--- Material provided ---

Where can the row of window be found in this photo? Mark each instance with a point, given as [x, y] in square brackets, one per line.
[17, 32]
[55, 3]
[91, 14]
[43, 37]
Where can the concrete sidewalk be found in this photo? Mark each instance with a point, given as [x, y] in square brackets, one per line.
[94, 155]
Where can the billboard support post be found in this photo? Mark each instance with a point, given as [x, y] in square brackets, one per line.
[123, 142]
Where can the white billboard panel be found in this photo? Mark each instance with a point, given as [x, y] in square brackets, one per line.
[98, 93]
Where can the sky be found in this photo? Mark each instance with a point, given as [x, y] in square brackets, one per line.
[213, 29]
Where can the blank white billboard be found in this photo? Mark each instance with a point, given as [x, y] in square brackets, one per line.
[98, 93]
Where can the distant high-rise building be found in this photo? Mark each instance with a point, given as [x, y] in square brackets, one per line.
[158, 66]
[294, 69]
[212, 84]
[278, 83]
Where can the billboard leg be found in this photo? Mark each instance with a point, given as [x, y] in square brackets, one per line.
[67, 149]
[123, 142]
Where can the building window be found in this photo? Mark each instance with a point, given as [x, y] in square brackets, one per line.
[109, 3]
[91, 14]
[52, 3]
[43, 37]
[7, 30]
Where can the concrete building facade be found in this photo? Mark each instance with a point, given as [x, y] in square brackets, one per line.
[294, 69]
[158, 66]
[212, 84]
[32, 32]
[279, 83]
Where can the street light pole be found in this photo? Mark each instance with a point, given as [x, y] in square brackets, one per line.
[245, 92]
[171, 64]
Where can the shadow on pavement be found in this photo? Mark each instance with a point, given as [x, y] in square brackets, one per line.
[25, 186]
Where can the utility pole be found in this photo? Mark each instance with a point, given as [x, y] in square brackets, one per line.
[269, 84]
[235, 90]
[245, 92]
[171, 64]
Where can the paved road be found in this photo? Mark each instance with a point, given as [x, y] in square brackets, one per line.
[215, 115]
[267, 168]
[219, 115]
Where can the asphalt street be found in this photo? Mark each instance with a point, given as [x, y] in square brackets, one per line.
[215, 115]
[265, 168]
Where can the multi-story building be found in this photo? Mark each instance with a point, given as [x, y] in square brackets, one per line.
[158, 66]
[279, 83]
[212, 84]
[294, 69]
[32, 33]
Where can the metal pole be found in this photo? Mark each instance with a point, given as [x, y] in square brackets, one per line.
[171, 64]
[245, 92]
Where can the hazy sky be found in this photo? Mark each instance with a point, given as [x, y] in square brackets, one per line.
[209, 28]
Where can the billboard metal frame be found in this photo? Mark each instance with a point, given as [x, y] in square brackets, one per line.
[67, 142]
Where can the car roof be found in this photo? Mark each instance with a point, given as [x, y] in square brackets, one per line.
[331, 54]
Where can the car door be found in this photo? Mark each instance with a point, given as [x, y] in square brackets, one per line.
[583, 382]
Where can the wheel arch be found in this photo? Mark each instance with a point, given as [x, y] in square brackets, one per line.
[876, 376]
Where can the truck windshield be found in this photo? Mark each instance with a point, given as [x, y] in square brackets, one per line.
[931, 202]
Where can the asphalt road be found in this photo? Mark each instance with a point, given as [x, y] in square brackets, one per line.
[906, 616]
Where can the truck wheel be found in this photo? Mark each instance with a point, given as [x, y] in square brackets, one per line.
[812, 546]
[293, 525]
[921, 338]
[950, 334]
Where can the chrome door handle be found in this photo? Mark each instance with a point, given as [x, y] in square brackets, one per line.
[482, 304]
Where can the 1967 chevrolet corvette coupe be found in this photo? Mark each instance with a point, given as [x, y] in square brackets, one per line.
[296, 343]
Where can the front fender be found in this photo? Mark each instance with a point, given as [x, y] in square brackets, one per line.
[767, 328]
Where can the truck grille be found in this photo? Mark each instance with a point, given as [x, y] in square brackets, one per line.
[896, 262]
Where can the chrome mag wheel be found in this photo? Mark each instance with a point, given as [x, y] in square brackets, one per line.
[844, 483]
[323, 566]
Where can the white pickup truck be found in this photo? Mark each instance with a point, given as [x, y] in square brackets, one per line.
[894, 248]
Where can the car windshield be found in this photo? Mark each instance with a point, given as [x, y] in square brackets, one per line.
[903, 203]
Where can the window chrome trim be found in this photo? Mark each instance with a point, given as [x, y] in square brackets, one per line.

---

### Exercise instructions
Copy out every line of the records above, character for character, leaving nothing out and changing nothing.

### Solution below
Where can the row of window be found in this photo? Mark each instance with a point, given as [x, y] in square brackets, one per line.
[17, 32]
[55, 3]
[91, 14]
[43, 37]
Where can the concrete sidewalk be found in this photo? Mark each instance with a point, given as [x, y] in square brackets, one per line.
[94, 155]
Where can the billboard support post be found in this photo? Mark each instance with a point, given as [x, y] in square brackets, one per line.
[123, 142]
Where can the white billboard panel be found in this photo? Mark each instance with a point, given as [x, y] in square brackets, one per line.
[98, 93]
Where can the sky be found in this photo? Mark each instance with a point, given as [x, y] in square brackets, one per line.
[213, 29]
Where can the blank white billboard be found in this photo? Mark each instance with a point, given as [x, y] in square brackets, one per line.
[98, 93]
Where can the distant high-rise building be found in this photo? Mark each instance with a point, given as [x, y] in square brackets, one per line.
[158, 66]
[294, 69]
[212, 84]
[278, 83]
Where can the billboard leg be found in this photo? Mark each instance with a point, given as [x, y] in square brackets, one per line.
[67, 149]
[123, 142]
Where can the building window be found in this photo? Mark each instance with a point, given as [x, y] in square brackets, one per line.
[109, 3]
[91, 14]
[52, 3]
[43, 37]
[7, 30]
Where can the concrete building facade be found in this photo? Mark each instance with a point, given as [x, y] in square brackets, one per line.
[294, 69]
[158, 66]
[212, 84]
[32, 32]
[279, 83]
Where can the street light pole be found in this photo? Mark each instance with a point, given as [x, y] in square brackets, one per line.
[245, 92]
[171, 64]
Where can the shadow on pavement be found in this photo? Mark each instance with a point, given as [x, y] in square brackets, one per line.
[25, 186]
Where can the utility pole be found in this photo? Mark each instance with a point, given as [x, y] in square brackets, one per line.
[269, 84]
[235, 90]
[245, 92]
[171, 64]
Where can the paved road be found in this photo? Mark each instance with a point, given as [x, y] in square brackets, one per line.
[215, 115]
[267, 168]
[219, 115]
Where can the asphalt street be found in this photo? Mark each instance with a point, given as [x, y] in square brackets, one per line.
[215, 115]
[265, 168]
Where can the multi-story building be found in this photo? Mark each instance with a point, given as [x, y] in square brackets, one per line.
[158, 66]
[279, 83]
[212, 84]
[294, 69]
[32, 33]
Where can the metal pole be found in this photo? Mark each instance with a point, given as [x, y] in square brackets, one per line.
[171, 64]
[245, 92]
Where can the hazy sky be found in this photo? Mark each instance with a point, given as [x, y] in square brackets, one per line.
[209, 28]
Where can the billboard metal frame be found in this photo? Mark each instance with a point, given as [x, y] in square brackets, one per line.
[67, 142]
Where can the car roof be found in this photo? Mark each instance with a point, given as [x, y] in square brackets, one per line.
[331, 54]
Where can the car door be found in this photo? Mark each instance with a point, given as [x, y] in square brackets, one per line.
[583, 382]
Where can the wheel arch be found in this photo? Mark each instance with a point, given as [x, y] in square brackets, one per line.
[876, 376]
Where can the truck windshield be found in this photo? Mark each instance with a point, given as [x, y] in square brackets, one per line.
[931, 202]
Where can the asphalt road be found in this photo? Mark each instance with a point, given as [x, y] in square brackets, one per line.
[906, 616]
Where can the truck wheel be found in this photo? Mark each instance with a point, given as [x, y] in square brackets, one per line.
[812, 546]
[293, 525]
[921, 338]
[950, 334]
Where can the chrome door handle be found in this photo? Mark each instance with a point, given as [x, y] in square brackets, one per line.
[482, 304]
Where can the 1967 chevrolet corvette coupe be found in this photo? Mark each instance with a point, given as [x, y] in square brackets, one per line.
[296, 343]
Where can the front fender be found in this photo? Mark each instance with a point, given as [x, y] in square brackets, one per line.
[767, 328]
Where can the truck grille be found in this photo? Mark each instance with a point, given as [x, y] in square brackets, one per line.
[896, 262]
Where can the chrome mag wheel be found in this photo? Mark each instance with a point, given as [x, y] in square brackets, one per line.
[844, 483]
[323, 566]
Where can the white pickup truck be found in this photo? Mark each instance with a point, given as [x, y] in square brackets, one per line.
[894, 248]
Where can the car windshield be found in this photo? Mark each instance with a point, given as [x, y] in square brackets, one per line.
[903, 203]
Where can the window chrome trim be found in this photo? Mark each instance with a point, given as [x, y] in square brackets, one per line.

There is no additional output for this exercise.